**Short task**
Answer these from the guardianship text below:
1. Up to what age are parents in New York State deemed the Parent and Natural Guardian of a person with an intellectual or developmental disability?
2. How does New York State law classify that person after that age?
3. Which kind of guardianship does the text set out to look at?

In New York State, parents of a person with an intellectual or developmental disability are deemed the Parent and Natural Guardian of that person until they turn 18. Once the disabled party has reached the age of 18, New York State law indicates that he/she is a competent adult who should be able to manage their everyday lives on their own.
Many parents panic when a disabled child nears the age of 18, fearing what can occur when they are unable to legally continue to look after their child’s physical and financial needs.
There ARE options. You CAN still care for your child.
Let’s look at Article 17A Guardianships, how they work and what they entail, to help you determine if they are a possibility for your family.
As mentioned above, once an intellectually or developmentally disabled child reaches the age of 18, he/she is deemed a competent adult. In some situations, this classification may be appropriate; while in others, the need for parent(s) to continue their role as guardian is entirely necessary.

**Dataset**
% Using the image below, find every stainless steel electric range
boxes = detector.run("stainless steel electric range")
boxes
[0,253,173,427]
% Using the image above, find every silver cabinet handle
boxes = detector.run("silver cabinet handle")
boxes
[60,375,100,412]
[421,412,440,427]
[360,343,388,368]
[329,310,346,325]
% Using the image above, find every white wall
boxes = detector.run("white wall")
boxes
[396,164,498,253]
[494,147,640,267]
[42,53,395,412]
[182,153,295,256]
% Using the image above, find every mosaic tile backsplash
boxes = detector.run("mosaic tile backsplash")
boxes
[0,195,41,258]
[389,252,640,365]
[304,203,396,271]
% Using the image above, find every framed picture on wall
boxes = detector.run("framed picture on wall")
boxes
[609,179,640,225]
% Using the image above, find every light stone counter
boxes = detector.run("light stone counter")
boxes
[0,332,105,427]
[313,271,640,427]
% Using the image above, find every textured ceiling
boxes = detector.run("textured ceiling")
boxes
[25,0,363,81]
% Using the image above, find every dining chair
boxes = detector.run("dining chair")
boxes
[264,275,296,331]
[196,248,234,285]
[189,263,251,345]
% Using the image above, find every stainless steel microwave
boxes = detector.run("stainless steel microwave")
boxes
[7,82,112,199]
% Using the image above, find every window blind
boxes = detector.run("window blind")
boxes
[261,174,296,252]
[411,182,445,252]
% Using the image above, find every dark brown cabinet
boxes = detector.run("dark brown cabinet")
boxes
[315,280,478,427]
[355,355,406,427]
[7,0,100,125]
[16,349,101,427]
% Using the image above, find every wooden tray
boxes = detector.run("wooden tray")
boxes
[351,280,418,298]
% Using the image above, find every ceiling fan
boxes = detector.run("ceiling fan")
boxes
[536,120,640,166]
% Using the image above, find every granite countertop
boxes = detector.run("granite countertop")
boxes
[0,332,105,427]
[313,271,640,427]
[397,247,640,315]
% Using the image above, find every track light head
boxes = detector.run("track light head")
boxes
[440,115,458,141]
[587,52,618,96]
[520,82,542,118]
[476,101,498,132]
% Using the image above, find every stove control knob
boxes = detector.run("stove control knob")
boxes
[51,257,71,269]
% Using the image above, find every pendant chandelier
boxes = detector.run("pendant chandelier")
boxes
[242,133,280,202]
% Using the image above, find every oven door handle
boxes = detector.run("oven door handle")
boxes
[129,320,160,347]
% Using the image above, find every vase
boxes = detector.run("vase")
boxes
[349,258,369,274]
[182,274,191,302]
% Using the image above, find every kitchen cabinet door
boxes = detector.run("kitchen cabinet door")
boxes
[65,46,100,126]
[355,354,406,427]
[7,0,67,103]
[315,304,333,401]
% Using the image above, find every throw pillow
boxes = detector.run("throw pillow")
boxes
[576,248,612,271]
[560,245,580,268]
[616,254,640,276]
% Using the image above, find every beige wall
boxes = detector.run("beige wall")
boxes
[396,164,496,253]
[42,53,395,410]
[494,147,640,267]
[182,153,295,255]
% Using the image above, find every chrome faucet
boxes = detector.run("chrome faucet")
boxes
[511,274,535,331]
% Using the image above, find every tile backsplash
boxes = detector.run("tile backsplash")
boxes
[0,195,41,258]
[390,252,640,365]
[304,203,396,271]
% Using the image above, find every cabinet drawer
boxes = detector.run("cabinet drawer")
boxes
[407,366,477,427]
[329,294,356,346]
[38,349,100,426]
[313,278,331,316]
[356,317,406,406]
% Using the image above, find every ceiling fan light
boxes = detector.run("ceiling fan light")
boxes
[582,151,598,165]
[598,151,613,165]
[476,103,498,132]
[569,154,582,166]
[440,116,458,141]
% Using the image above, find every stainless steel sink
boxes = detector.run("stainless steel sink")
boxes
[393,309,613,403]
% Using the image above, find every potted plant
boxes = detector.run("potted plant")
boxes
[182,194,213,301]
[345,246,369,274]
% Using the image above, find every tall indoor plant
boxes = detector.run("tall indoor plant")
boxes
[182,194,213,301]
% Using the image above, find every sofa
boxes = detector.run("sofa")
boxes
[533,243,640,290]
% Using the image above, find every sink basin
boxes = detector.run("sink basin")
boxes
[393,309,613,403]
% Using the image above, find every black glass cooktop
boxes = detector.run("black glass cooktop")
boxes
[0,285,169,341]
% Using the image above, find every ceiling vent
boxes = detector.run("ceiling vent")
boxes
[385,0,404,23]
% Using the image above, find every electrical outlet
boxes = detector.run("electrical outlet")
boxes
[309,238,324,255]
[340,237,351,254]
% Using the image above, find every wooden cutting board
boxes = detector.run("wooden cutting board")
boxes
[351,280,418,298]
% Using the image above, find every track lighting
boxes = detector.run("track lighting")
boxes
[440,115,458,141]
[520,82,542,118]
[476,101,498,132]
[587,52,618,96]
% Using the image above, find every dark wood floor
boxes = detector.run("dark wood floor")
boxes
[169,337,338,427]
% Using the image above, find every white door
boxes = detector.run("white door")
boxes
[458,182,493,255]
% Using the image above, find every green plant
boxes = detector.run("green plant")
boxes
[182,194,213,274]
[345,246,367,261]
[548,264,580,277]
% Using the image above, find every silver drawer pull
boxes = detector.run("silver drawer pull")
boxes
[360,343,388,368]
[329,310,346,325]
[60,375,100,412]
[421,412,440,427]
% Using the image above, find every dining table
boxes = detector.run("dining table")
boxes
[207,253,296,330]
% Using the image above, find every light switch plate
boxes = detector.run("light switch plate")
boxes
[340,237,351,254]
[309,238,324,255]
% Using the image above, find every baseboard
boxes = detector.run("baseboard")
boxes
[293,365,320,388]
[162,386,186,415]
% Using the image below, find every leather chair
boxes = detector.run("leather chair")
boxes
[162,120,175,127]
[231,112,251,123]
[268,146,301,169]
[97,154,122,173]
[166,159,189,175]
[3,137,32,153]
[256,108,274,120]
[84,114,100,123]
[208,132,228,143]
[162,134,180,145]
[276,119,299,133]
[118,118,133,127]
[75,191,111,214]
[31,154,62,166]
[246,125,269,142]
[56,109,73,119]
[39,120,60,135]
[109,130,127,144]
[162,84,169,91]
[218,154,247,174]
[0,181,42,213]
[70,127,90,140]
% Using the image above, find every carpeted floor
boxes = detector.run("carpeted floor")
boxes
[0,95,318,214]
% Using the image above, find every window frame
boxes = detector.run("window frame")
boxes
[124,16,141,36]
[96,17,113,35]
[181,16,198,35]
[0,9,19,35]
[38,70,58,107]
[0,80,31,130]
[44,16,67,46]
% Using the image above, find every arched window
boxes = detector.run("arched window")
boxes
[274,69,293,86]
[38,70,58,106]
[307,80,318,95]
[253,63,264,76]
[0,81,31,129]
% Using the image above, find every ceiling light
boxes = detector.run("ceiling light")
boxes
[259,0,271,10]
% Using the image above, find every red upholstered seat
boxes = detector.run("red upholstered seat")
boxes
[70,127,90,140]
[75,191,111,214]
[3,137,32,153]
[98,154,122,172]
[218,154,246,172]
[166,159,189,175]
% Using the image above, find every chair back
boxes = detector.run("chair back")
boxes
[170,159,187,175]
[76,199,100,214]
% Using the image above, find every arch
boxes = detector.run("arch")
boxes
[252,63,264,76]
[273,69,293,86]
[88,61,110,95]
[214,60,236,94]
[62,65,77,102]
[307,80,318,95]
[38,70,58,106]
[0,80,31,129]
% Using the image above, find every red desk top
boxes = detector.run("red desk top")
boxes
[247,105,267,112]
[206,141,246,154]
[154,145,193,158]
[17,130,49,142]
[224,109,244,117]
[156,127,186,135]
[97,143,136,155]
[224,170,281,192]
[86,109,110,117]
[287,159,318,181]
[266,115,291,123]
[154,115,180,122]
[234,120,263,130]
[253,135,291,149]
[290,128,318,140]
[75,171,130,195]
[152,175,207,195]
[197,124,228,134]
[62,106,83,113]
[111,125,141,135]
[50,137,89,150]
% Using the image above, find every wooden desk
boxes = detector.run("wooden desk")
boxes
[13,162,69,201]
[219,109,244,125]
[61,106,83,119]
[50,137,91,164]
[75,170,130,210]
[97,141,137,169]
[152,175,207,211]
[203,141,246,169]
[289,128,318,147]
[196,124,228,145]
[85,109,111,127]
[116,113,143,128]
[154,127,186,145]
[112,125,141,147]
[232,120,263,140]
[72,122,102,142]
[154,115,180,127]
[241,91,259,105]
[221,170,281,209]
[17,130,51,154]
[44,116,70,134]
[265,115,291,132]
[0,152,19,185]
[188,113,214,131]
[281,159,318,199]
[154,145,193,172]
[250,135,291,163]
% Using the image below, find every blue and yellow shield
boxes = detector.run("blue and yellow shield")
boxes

**Solution to this task**
1. Until the person turns 18.
2. As a competent adult who should be able to manage their everyday lives on their own.
3. Article 17A Guardianships.